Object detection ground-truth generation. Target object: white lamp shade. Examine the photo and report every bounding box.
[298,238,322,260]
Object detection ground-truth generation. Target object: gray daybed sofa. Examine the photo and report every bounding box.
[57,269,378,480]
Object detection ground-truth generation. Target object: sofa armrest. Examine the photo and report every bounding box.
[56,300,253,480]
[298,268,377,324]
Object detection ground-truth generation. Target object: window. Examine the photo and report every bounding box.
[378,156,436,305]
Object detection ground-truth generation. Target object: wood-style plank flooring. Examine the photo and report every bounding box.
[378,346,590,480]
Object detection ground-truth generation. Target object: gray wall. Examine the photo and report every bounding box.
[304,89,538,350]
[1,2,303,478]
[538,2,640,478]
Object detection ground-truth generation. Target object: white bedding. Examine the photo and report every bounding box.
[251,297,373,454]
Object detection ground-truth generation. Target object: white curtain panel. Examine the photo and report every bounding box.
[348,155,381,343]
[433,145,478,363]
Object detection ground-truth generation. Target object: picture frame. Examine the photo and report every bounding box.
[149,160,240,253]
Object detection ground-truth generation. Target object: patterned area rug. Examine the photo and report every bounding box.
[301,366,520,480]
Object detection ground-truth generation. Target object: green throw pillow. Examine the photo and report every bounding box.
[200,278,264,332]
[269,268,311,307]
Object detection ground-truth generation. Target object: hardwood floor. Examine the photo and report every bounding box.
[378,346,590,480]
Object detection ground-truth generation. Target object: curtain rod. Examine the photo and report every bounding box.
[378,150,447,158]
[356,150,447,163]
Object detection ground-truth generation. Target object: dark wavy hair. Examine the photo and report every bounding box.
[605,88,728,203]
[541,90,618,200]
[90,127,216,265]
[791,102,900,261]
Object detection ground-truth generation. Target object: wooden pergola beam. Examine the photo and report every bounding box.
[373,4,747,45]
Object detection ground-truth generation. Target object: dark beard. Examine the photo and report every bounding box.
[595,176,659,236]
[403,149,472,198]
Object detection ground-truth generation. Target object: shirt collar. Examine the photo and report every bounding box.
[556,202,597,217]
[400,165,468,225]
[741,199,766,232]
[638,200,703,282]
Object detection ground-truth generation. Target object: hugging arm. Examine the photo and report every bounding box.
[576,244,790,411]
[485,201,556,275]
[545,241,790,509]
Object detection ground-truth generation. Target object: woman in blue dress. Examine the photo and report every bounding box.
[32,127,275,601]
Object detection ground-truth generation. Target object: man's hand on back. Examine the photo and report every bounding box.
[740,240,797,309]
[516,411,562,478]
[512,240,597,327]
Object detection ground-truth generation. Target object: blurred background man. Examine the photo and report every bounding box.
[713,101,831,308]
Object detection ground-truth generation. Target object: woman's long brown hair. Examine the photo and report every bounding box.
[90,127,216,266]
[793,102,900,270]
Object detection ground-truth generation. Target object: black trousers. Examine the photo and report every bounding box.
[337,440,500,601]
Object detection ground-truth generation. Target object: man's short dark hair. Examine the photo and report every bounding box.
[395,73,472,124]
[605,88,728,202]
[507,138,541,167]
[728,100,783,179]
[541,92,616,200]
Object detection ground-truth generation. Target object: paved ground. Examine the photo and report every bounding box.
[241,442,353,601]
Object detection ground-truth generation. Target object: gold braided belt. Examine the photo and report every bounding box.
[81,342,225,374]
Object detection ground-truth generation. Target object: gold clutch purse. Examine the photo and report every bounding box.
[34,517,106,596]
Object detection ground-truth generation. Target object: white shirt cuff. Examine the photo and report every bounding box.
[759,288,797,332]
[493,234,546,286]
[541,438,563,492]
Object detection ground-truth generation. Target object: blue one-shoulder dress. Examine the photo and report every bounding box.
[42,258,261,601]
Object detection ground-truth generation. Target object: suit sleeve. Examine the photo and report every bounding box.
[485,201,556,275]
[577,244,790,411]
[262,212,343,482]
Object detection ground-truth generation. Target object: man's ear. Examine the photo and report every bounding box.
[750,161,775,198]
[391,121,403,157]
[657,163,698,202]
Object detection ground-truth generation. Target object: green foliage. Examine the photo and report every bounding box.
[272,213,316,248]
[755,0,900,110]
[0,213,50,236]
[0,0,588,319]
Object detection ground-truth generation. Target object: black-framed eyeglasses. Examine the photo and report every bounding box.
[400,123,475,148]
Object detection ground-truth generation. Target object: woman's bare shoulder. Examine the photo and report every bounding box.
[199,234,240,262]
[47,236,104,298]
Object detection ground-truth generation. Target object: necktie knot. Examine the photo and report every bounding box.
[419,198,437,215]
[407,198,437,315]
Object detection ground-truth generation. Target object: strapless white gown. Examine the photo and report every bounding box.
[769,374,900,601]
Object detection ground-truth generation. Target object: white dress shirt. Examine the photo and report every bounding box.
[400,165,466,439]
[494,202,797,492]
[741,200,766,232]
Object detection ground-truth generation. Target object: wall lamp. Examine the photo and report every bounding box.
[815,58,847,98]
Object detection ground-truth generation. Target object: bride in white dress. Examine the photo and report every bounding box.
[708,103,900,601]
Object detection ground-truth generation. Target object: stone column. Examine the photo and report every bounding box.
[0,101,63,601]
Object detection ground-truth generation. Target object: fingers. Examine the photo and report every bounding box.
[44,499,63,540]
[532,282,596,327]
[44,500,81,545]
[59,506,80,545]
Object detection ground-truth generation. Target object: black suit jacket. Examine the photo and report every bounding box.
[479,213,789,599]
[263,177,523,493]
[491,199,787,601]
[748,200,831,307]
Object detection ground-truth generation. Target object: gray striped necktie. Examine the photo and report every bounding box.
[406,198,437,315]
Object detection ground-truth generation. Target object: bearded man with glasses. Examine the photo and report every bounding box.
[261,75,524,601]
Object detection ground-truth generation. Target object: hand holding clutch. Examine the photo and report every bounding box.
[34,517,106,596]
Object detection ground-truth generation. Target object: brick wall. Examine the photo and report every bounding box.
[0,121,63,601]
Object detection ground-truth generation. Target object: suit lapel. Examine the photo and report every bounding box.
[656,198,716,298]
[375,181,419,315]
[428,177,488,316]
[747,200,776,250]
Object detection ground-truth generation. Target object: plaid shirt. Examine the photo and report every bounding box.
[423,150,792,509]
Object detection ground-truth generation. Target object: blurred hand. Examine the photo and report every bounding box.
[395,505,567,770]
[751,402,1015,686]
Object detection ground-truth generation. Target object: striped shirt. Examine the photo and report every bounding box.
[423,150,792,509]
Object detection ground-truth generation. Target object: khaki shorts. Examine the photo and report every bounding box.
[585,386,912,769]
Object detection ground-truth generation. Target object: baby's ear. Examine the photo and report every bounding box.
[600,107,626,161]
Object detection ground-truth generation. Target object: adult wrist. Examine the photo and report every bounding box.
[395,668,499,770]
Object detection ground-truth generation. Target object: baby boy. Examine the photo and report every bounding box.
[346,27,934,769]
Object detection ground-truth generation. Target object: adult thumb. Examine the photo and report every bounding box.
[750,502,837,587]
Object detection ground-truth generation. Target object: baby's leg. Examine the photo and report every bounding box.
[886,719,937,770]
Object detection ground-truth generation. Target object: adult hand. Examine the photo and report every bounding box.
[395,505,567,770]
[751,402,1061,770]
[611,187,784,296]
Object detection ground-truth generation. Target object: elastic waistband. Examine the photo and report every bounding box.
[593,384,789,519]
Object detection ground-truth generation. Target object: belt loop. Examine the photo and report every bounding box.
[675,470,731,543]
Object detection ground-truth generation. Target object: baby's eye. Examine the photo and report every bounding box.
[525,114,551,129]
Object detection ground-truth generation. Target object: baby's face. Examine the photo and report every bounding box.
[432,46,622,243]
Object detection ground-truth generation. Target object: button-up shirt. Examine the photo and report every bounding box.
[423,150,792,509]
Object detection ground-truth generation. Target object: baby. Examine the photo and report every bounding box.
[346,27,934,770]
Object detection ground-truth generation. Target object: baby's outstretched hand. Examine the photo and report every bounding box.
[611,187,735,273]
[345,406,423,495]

REQUIRED TASK
Format the items from the start through the line containing "[298,268,377,324]" as a two-column CSV with the columns item_text and answer. Give one row per item, with each item's text and its answer in one quoted field and any line breaks replaced by spaces.

CORRECT RESULT
item_text,answer
"Object detection ground-truth generation. Target object: white lamp shade. Examine the photo and report every bounding box.","[298,238,322,260]"
"Object detection ground-truth generation. Target object: gray daybed sofa. Examine the photo and report every bounding box.","[57,269,378,480]"
"Object detection ground-truth generation. Target object: sofa armrest. Examine the photo and report every bounding box.","[56,300,253,480] [298,268,377,324]"